• **Instructions to follow**: Skip the pictures and extract all of the lines exactly as written.

• **Data to use**:

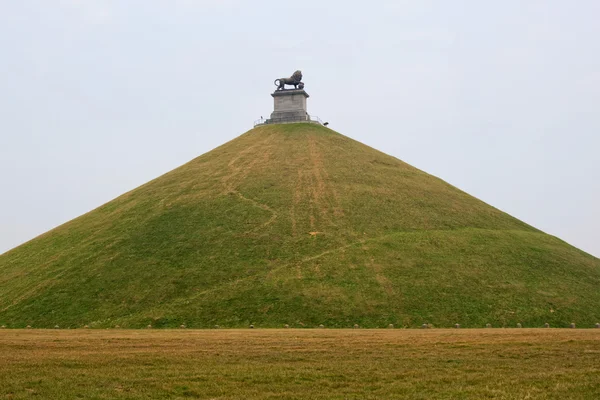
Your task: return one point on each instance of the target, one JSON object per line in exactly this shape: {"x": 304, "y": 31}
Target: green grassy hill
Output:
{"x": 297, "y": 224}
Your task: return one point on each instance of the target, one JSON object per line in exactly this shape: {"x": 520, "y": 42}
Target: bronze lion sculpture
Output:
{"x": 292, "y": 80}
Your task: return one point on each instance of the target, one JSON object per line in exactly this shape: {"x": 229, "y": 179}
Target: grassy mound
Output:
{"x": 297, "y": 224}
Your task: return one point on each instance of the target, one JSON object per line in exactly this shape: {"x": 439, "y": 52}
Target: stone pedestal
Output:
{"x": 290, "y": 106}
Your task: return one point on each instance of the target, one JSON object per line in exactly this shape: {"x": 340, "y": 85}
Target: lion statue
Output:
{"x": 292, "y": 80}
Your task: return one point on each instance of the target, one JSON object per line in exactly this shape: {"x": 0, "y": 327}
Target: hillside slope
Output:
{"x": 296, "y": 224}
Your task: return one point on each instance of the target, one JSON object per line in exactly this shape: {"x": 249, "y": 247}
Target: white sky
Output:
{"x": 501, "y": 99}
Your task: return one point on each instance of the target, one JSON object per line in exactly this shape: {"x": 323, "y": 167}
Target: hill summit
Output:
{"x": 297, "y": 224}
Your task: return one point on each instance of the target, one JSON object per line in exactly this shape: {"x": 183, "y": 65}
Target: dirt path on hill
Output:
{"x": 238, "y": 171}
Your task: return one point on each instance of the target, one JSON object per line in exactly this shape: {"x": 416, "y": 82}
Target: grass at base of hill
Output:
{"x": 297, "y": 224}
{"x": 301, "y": 364}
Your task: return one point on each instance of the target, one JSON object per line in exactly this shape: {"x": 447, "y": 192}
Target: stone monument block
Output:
{"x": 290, "y": 106}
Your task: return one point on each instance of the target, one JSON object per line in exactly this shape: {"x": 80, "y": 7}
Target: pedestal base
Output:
{"x": 290, "y": 106}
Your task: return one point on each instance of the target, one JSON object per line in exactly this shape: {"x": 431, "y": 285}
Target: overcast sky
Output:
{"x": 499, "y": 98}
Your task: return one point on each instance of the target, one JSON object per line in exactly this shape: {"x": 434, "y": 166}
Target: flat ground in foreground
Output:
{"x": 301, "y": 364}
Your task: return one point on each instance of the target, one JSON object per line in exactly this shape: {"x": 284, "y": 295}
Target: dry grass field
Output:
{"x": 301, "y": 364}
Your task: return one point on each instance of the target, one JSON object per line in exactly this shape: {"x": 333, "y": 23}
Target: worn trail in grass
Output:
{"x": 301, "y": 364}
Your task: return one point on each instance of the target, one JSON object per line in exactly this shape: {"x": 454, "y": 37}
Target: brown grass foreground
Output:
{"x": 301, "y": 364}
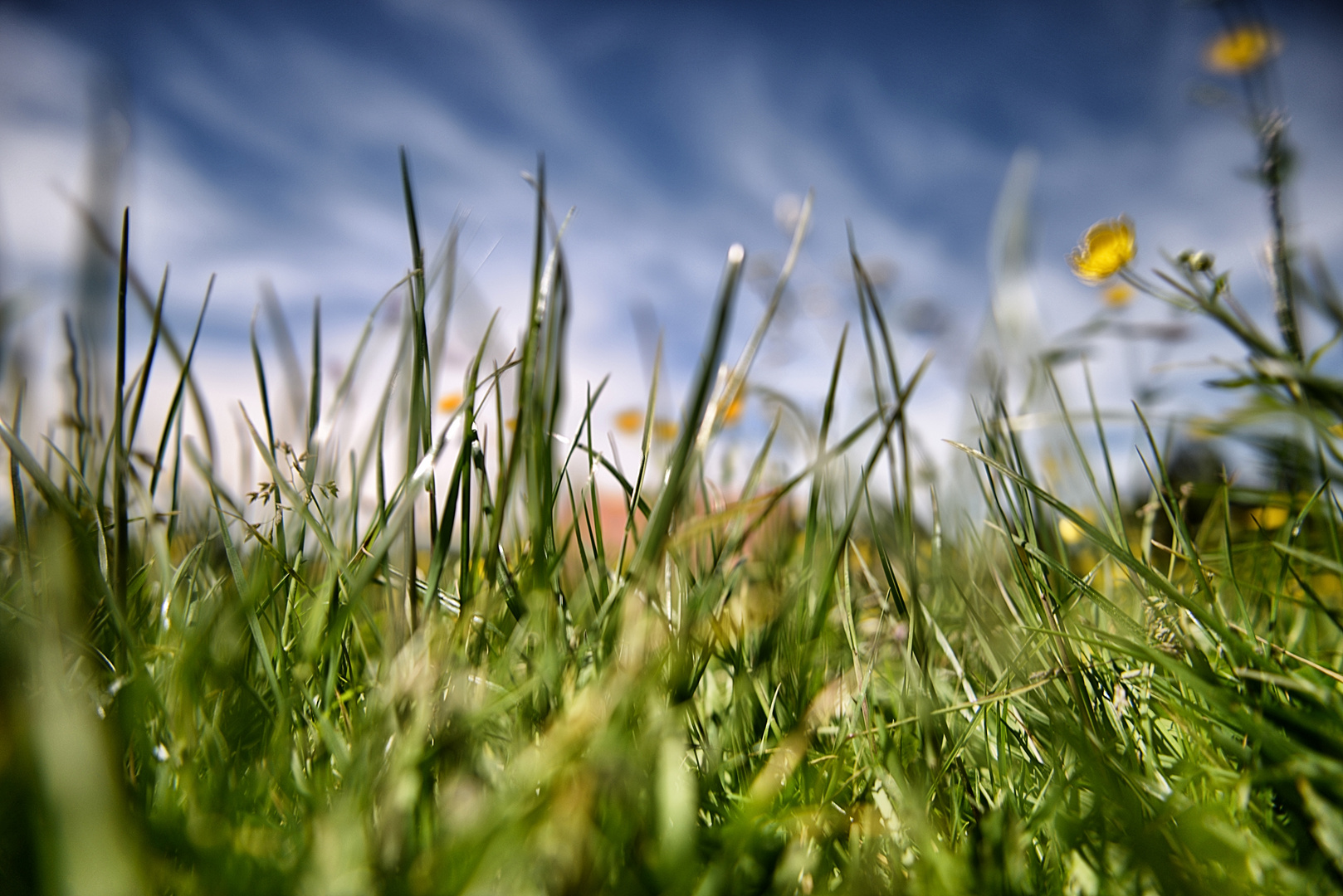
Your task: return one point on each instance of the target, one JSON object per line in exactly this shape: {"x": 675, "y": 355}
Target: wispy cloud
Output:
{"x": 269, "y": 151}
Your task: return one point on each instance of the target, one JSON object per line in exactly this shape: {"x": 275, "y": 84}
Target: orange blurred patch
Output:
{"x": 629, "y": 421}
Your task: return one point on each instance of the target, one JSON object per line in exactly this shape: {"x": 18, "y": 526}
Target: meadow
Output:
{"x": 460, "y": 649}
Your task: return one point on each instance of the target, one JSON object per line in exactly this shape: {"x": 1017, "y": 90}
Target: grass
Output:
{"x": 423, "y": 657}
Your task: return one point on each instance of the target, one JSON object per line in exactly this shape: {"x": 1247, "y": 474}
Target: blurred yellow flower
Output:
{"x": 1106, "y": 247}
{"x": 734, "y": 411}
{"x": 1240, "y": 50}
{"x": 629, "y": 421}
{"x": 1269, "y": 518}
{"x": 1117, "y": 296}
{"x": 1071, "y": 533}
{"x": 665, "y": 430}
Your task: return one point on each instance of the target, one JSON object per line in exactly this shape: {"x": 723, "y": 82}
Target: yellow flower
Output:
{"x": 629, "y": 421}
{"x": 1106, "y": 247}
{"x": 1071, "y": 533}
{"x": 1241, "y": 50}
{"x": 1269, "y": 518}
{"x": 1117, "y": 296}
{"x": 734, "y": 412}
{"x": 665, "y": 430}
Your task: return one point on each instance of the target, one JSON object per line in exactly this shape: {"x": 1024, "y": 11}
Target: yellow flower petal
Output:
{"x": 1117, "y": 296}
{"x": 735, "y": 407}
{"x": 1240, "y": 50}
{"x": 1104, "y": 250}
{"x": 1269, "y": 518}
{"x": 1071, "y": 533}
{"x": 665, "y": 430}
{"x": 629, "y": 421}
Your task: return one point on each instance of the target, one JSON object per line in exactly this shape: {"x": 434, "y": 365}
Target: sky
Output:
{"x": 263, "y": 148}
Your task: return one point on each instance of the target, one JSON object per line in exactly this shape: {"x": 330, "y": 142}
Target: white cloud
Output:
{"x": 319, "y": 127}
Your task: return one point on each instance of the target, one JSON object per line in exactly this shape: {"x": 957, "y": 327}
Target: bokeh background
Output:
{"x": 258, "y": 141}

• **Response for this exercise**:
Your task: return one point on each instance of the target, one JSON object per line in exactly this shape: {"x": 304, "y": 31}
Target: green grassy hill
Output:
{"x": 297, "y": 224}
Your task: return one point on each instance of the target, one JSON object per line in exactly this shape: {"x": 520, "y": 42}
Target: bronze lion sculpture
Output:
{"x": 292, "y": 80}
Your task: return one point on each instance of the target, one JSON object per line in exactly this shape: {"x": 229, "y": 179}
Target: grassy mound
Output:
{"x": 297, "y": 224}
Your task: return one point on each instance of the target, one JSON object per line in exactly this shape: {"x": 439, "y": 52}
Target: stone pedestal
Output:
{"x": 290, "y": 106}
Your task: return one point on each instance of the target, one JSON object per line in exactly this shape: {"x": 340, "y": 85}
Target: lion statue
Output:
{"x": 292, "y": 80}
Your task: return one point on each instance of the target, one JSON object per line in exactly this shape: {"x": 0, "y": 327}
Target: hillside slope
Output:
{"x": 296, "y": 224}
Your task: return one point on each instance of the target, one JSON object per line in exactly this shape: {"x": 249, "y": 247}
Target: white sky
Output:
{"x": 501, "y": 99}
Your task: return one point on each instance of the target, one JSON object per line in exactly this shape: {"x": 323, "y": 167}
Target: hill summit
Output:
{"x": 297, "y": 224}
Your task: return one point on each instance of the target, one JSON object per line in exactly this shape: {"x": 183, "y": 65}
Target: dirt path on hill
Output:
{"x": 238, "y": 171}
Your task: return one point on each instance of the target, one JSON object per line in exactly this shape: {"x": 416, "y": 82}
Target: grass at base of hill
Output:
{"x": 297, "y": 224}
{"x": 301, "y": 364}
Your task: return one point on each instance of the target, one JSON object per line in exactly this shape: {"x": 447, "y": 192}
Target: stone monument block
Output:
{"x": 290, "y": 106}
Your task: return one point on each instance of the target, one JSON object per line in exactly this shape: {"x": 80, "y": 7}
Target: pedestal base
Output:
{"x": 290, "y": 106}
Your task: return one point on each instance of the target, one JSON object per line in exactly this shape: {"x": 431, "y": 285}
Target: overcast sky
Output:
{"x": 499, "y": 98}
Your task: return one point on each instance of the target, one JSON object per line in exactly this shape: {"x": 434, "y": 166}
Target: flat ground in foreground
Output:
{"x": 301, "y": 364}
Your task: return one point on each instance of the target, one JSON object per line in exactly this shape: {"x": 284, "y": 295}
Target: dry grass field
Output:
{"x": 301, "y": 364}
Your task: return one point on each instance of the target, one JSON object per line in exactly this shape: {"x": 333, "y": 23}
Target: worn trail in grass
Output:
{"x": 301, "y": 364}
Your task: return one point on each instance of the target, one JSON object per line in exactly this shape: {"x": 454, "y": 37}
Target: brown grass foreground
Output:
{"x": 301, "y": 364}
Your task: return one point on each instance of the target, one JSON object per line in exactly this shape: {"x": 675, "y": 355}
Target: wispy cloud
Output:
{"x": 269, "y": 151}
Your task: return one point on each instance of the target, one JSON object per line in exactly this shape: {"x": 275, "y": 84}
Target: orange blurred patch
Output:
{"x": 629, "y": 421}
Your task: return one point on each instance of the target, one JSON object per line in exactly this shape: {"x": 18, "y": 526}
Target: meadow
Output:
{"x": 460, "y": 649}
Your task: return one point on each instance of the target, one JSON object per line in exactly this shape: {"x": 1017, "y": 90}
Target: grass
Output:
{"x": 423, "y": 657}
Your task: return one point on each instance of the target, one JSON object per line in exactly this shape: {"x": 1247, "y": 474}
Target: blurred yellow flower
Output:
{"x": 1106, "y": 247}
{"x": 734, "y": 411}
{"x": 1240, "y": 50}
{"x": 629, "y": 421}
{"x": 1269, "y": 518}
{"x": 1117, "y": 296}
{"x": 1071, "y": 533}
{"x": 665, "y": 430}
Your task: return one point on each instance of the target, one JSON object per line in exactly this shape: {"x": 723, "y": 82}
Target: yellow flower
Output:
{"x": 629, "y": 421}
{"x": 1106, "y": 247}
{"x": 1071, "y": 533}
{"x": 1241, "y": 50}
{"x": 1269, "y": 518}
{"x": 1117, "y": 296}
{"x": 734, "y": 412}
{"x": 665, "y": 430}
Your task: return one point on each instance of the target, one JSON object per line in exactly this shape: {"x": 1024, "y": 11}
Target: yellow flower petal
Output:
{"x": 1117, "y": 296}
{"x": 735, "y": 407}
{"x": 1240, "y": 50}
{"x": 1104, "y": 250}
{"x": 1269, "y": 518}
{"x": 1071, "y": 533}
{"x": 665, "y": 430}
{"x": 629, "y": 421}
Your task: return one point on each instance of the target, one JSON object per line in exactly this shape: {"x": 434, "y": 365}
Target: sky
Output:
{"x": 263, "y": 148}
Your task: return one point on each instance of the target, one JSON object per line in exactly this shape: {"x": 330, "y": 142}
Target: white cloud
Output:
{"x": 319, "y": 127}
Your task: return one point on each instance of the target, one JSON object per line in exactly this shape: {"x": 957, "y": 327}
Target: bokeh background
Output:
{"x": 258, "y": 141}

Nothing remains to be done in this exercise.